**The task**. Write out every line of the entries below as a JSON list of strings, one string per line, with blank lines dropped. Leave the pictures out.

**Supplied records**.

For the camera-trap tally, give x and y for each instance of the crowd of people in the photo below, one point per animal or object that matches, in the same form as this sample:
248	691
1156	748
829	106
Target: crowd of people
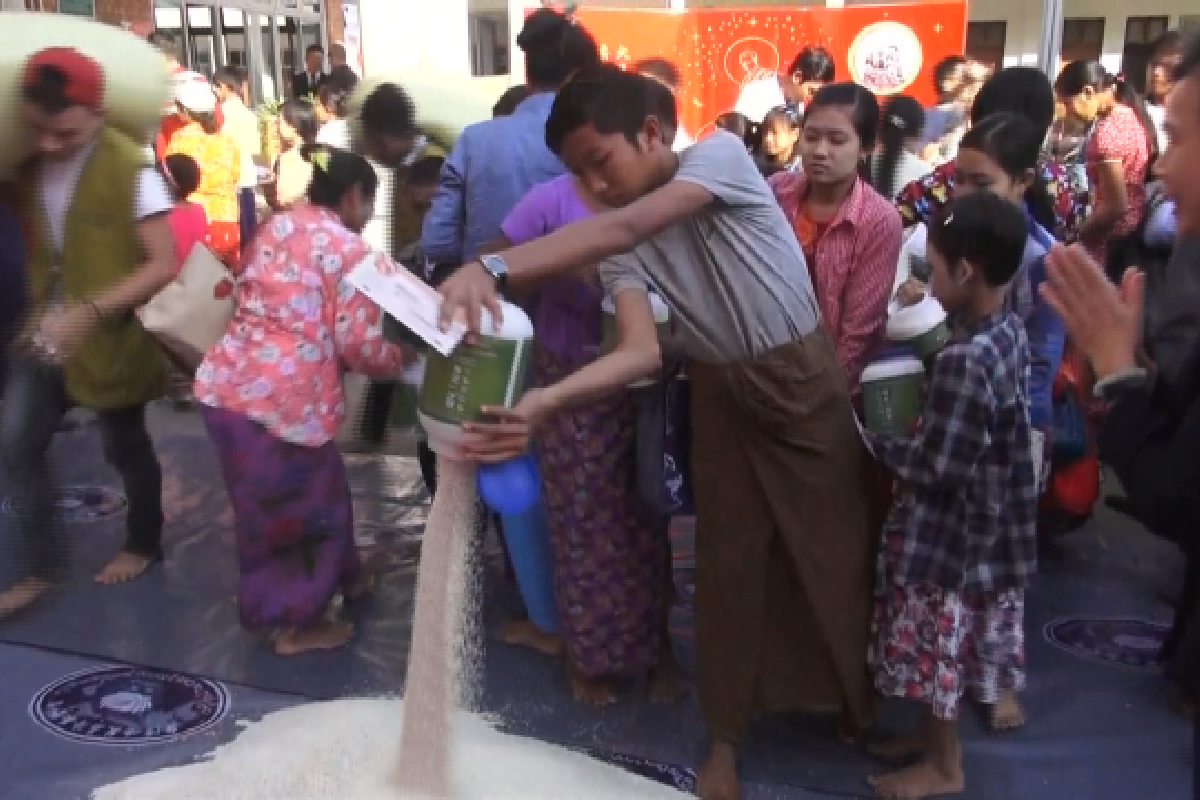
833	564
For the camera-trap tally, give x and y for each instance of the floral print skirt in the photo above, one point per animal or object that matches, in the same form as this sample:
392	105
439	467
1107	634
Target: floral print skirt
294	522
933	644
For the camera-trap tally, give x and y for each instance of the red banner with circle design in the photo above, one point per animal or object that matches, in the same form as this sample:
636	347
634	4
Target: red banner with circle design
723	53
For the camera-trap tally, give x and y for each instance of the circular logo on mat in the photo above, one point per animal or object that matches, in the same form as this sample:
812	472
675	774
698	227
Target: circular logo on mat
129	705
79	504
1120	642
886	58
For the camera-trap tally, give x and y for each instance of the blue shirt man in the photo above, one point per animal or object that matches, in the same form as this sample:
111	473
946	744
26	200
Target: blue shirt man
492	166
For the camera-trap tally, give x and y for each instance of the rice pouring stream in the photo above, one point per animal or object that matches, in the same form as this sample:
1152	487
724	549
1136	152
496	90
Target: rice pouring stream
487	371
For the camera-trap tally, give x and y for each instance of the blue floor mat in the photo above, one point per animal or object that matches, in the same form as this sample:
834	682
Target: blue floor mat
1099	721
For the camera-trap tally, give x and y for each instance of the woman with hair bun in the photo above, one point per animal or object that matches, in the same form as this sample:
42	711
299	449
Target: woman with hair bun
895	162
270	392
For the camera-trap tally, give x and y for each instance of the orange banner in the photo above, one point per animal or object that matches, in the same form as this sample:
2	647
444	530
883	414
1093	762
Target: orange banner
723	52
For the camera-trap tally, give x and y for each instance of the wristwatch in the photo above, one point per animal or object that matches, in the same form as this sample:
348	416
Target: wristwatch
497	268
1108	389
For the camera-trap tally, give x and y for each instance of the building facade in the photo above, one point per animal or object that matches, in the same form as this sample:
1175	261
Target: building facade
268	37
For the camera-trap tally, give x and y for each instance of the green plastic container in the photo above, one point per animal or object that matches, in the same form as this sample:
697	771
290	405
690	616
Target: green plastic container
489	371
892	395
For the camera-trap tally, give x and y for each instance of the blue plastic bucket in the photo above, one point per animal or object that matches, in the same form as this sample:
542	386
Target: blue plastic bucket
528	542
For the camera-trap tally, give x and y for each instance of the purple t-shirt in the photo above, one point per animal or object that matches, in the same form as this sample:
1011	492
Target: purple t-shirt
567	313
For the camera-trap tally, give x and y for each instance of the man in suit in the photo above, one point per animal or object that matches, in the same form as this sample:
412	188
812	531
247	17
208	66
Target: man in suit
309	82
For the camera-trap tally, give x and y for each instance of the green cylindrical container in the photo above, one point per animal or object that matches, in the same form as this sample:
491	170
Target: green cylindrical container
661	319
489	371
921	326
892	395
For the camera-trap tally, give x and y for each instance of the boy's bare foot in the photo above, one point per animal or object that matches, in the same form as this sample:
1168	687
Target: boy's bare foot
669	683
525	633
1007	713
124	567
591	691
718	776
922	780
22	595
323	636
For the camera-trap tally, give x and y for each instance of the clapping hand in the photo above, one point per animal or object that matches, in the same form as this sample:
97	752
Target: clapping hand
1105	322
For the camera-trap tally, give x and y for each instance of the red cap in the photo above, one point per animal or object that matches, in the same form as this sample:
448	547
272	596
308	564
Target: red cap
85	78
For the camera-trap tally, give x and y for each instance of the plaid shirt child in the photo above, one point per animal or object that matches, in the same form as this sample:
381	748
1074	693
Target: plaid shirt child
965	511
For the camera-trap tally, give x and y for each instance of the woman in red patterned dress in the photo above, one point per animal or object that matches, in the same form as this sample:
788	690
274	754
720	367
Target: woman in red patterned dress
1119	151
849	232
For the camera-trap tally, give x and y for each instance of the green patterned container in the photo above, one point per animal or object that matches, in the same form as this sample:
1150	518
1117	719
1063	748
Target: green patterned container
892	395
487	371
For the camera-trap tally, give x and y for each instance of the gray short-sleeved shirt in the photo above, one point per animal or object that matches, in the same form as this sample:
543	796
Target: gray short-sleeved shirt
733	275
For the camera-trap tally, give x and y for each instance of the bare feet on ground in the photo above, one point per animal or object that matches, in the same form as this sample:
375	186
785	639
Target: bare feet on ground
323	636
1007	713
525	633
591	691
22	595
718	776
124	567
922	780
669	683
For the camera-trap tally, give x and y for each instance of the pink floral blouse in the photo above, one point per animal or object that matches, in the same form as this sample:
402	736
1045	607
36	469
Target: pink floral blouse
298	328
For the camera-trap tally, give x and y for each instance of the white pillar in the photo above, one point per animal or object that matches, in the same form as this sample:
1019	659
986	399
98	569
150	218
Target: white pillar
1050	44
516	58
414	35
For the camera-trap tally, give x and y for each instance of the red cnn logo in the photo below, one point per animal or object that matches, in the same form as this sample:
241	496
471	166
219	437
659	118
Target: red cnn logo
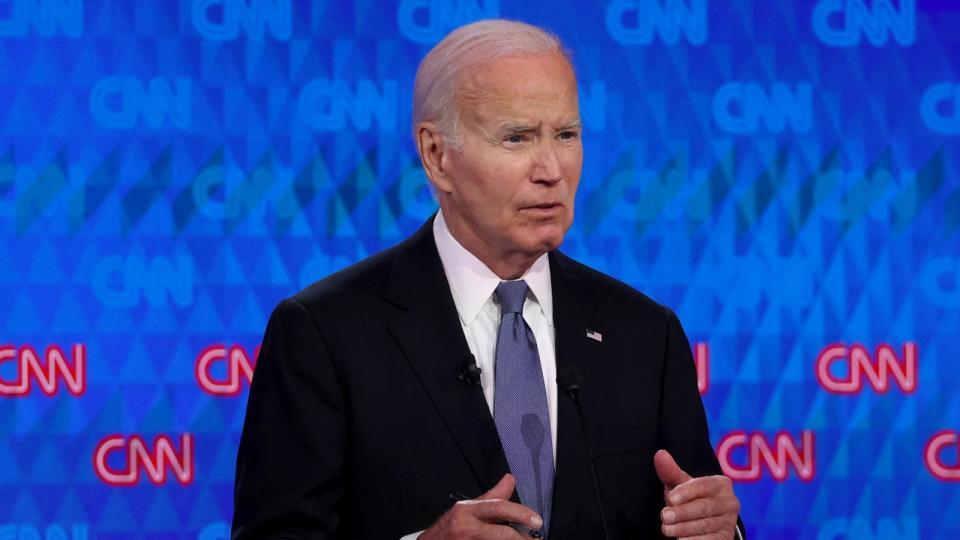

**The output**.
[
  "For the camera-trap tally, give x and y for each instance of the crowd of people in the photo below, one point per animal or object that matches, in the same form as this sample:",
  "248\t691",
  "1156\t748",
  "829\t106",
  "Target: crowd of people",
  "833\t564",
  "For the camera-trap tally, give x and y for each instance of the floral print skirt in the photo above, one point per animal or object that matches, in the same form as this sample:",
  "392\t105",
  "439\t467",
  "1107\t634",
  "Target: floral print skirt",
  "294\t522",
  "933\t644",
  "For the camera-trap tally, give x and y for each instance of the red banner with circle design in the photo above, one point per animal or object that matches, in the same form as this sample:",
  "636\t347",
  "634\t4",
  "Target: red banner with circle design",
  "723\t53",
  "For the camera-trap tally, give x and y for each instance of the circular logo on mat in the photo above, one point per animal or object that matches, in the same form as this sample:",
  "812\t472",
  "675\t774",
  "698\t227",
  "Target: circular logo on mat",
  "129\t705",
  "79\t504",
  "1120\t642",
  "886\t58",
  "For the camera-trap tally, give x and y for each instance of the blue shirt man in the photo above, one point per animal or object that matches, in the same form as this sample:",
  "111\t473",
  "946\t744",
  "26\t200",
  "Target: blue shirt man",
  "492\t166",
  "For the camera-trap tally, give x and y for each instance of the rice pouring stream in the photo above, one point per animal or object that matches, in the same form as this sample:",
  "1152\t487",
  "724\t549",
  "1136\t152",
  "496\t90",
  "Target: rice pouring stream",
  "487\t371",
  "For the camera-trap tally, give x and y for each instance of the blue floor mat in the photo above, one point per animal or object that matches, in the same form as this sample:",
  "834\t682",
  "Target: blue floor mat",
  "1099\t721",
  "For the camera-trap tally, give x and y for each instance of the woman with hair bun in the photo above, one point per animal or object that matches, in the same form as this sample:",
  "42\t711",
  "299\t449",
  "Target: woman with hair bun",
  "895\t162",
  "270\t392",
  "For the camera-trap tally, give x and y for each instance of the orange banner in the photo above, one point per animal or object that matches, in the same form as this sample:",
  "2\t647",
  "444\t530",
  "883\t414",
  "1093\t762",
  "Target: orange banner",
  "723\t52",
  "For the camera-trap tally, give x and y for each instance of the wristwatch in the photo above, one point per animal or object that matches, in the same form as this sample:",
  "348\t416",
  "Target: wristwatch",
  "497\t268",
  "1108\t389",
  "For the camera-trap tally, give x and y for each instance of the building facade in the photo above, one point per animal or object that matches, in the same form as this sample:",
  "1175\t261",
  "Target: building facade",
  "268\t37",
  "For the camera-trap tally, give x and y for each instance of the green plastic container in the photo above, one point per animal or object that matches, in the same form as this sample:",
  "697\t771",
  "290\t405",
  "690\t616",
  "Target: green plastic container",
  "489\t371",
  "892\t395",
  "For the camera-trap tally, give x and y for each instance of the blue plastic bucket in the photo above, one point per animal or object that matches, in the same form as this sample:",
  "542\t386",
  "Target: blue plastic bucket",
  "528\t542",
  "For the camera-trap tally, give x and y for each instance of the purple t-shirt in the photo above, one point per animal or object that matches, in the same form as this sample:",
  "1011\t492",
  "Target: purple t-shirt",
  "567\t313",
  "For the camera-trap tally, give x and y for each instance of the man in suit in the photo above, one point per animal or object that matches, in the same form as this sample:",
  "412\t188",
  "812\t531",
  "247\t17",
  "208\t66",
  "Target: man in suit",
  "309\t82",
  "For the camera-trap tally, give x and y for each instance of the green cylindrical container in the photo above, one point per animal or object that matches, in the same form as this sample:",
  "491\t170",
  "Target: green cylindrical container",
  "661\t319",
  "489\t371",
  "921\t326",
  "892\t395",
  "For the camera-trap tally, give x and y for each instance of the boy's bare foot in the photo above, one point per animal or object that matches, in the same form as this sample:",
  "1168\t687",
  "Target: boy's bare foot",
  "669\t683",
  "525\t633",
  "1007\t713",
  "124\t567",
  "591\t691",
  "718\t776",
  "922\t780",
  "22\t595",
  "323\t636",
  "For the camera-trap tally, give x and y for each instance of the clapping hand in the photo above, one point per animal or object that matches, in the same form as this sample:",
  "97\t752",
  "Target: clapping hand",
  "1105\t322",
  "For the camera-trap tally, give x and y for each instance of the red cap in the photo above, one point per animal or object that matches, in the same form as this sample:",
  "448\t547",
  "272\t596",
  "308\t564",
  "Target: red cap",
  "85\t78",
  "For the camera-trap tally, give x and y for each instance of the plaid shirt child in the photo above, one point per animal or object that matches, in the same form as this sample:",
  "381\t748",
  "1074\t693",
  "Target: plaid shirt child",
  "965\t511",
  "For the camera-trap tally, give x and y for each instance of the woman in red patterned dress in the photo above, one point per animal or object that matches, in the same form as this sample:",
  "788\t690",
  "274\t754",
  "720\t367",
  "Target: woman in red patterned dress",
  "1119\t151",
  "849\t232",
  "For the camera-trap tally, give x and y for each instance of the green patterned container in the photo above, one point per animal or object that matches, in the same form as this sample:",
  "1150\t518",
  "1117\t719",
  "1063\t748",
  "Target: green patterned container",
  "892\t395",
  "487\t371",
  "For the camera-trap tally, give x and y for each instance of the gray short-sleeved shirt in the photo above, one point per animal or object that matches, in the same form as this sample:",
  "543\t796",
  "Target: gray short-sleeved shirt",
  "733\t275",
  "For the camera-trap tally, give x and y for each instance of the bare feet on ground in the photo above, one point per animal or object that matches, in the same form as this sample:",
  "375\t186",
  "785\t639",
  "Target: bare feet on ground",
  "323\t636",
  "1007\t713",
  "525\t633",
  "591\t691",
  "22\t595",
  "718\t776",
  "124\t567",
  "922\t780",
  "669\t683",
  "For the camera-trap tally, give x and y for each instance of the pink floral blouse in the photo above, one point per animal or object that matches, in the same form as this sample:",
  "402\t736",
  "1045\t607",
  "36\t469",
  "Target: pink floral blouse",
  "298\t328",
  "For the camera-trap tally, give x and y for each instance of the white pillar in the photo above, one point per animal or object that matches, in the same form as this sample:",
  "1019\t659",
  "986\t399",
  "98\t569",
  "150\t218",
  "Target: white pillar",
  "1050\t44",
  "516\t58",
  "414\t35",
  "For the camera-trap tally, give x and y for each instance of the red cnn logo in the photo below, one point per animal or object that matches, in the same form as this sample:",
  "241\t496",
  "471\t166",
  "219\t437",
  "659\t118",
  "Target: red cnn logo"
]